What this task involves.
Each line of the records that follow must come back exactly, with pictures skipped.

Free-text object descriptions.
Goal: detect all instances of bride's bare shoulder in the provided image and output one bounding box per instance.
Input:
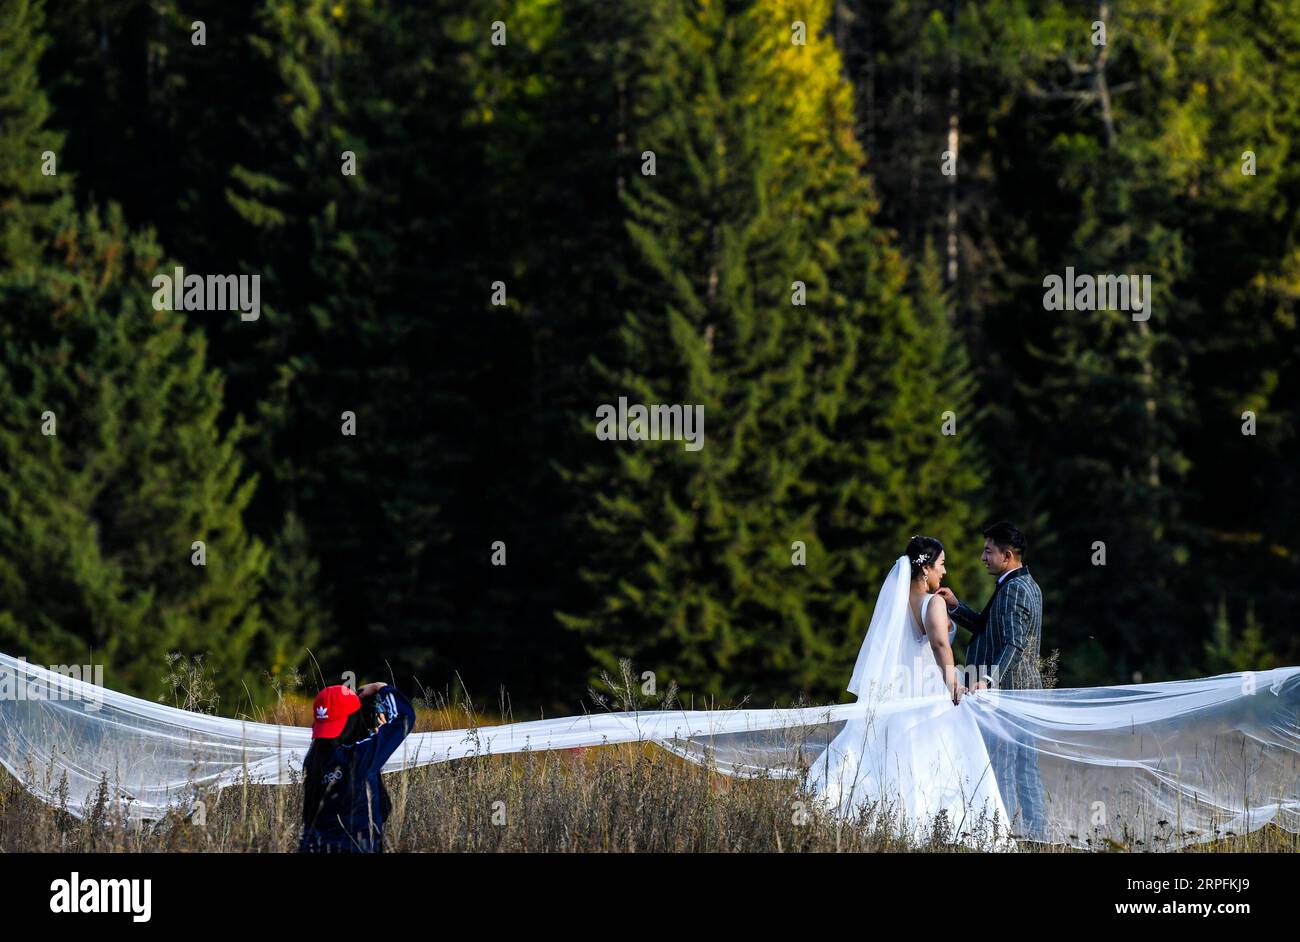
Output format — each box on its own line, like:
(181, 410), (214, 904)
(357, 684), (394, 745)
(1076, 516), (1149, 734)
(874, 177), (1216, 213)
(922, 593), (949, 628)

Solution to the exercise.
Goal: detect all instances of bride's bare shoulder in the provided image and output one bounding box per instance.
Input:
Output format — each box on its own line, like:
(181, 410), (214, 904)
(357, 684), (394, 745)
(1076, 516), (1149, 734)
(874, 177), (1216, 213)
(922, 593), (949, 628)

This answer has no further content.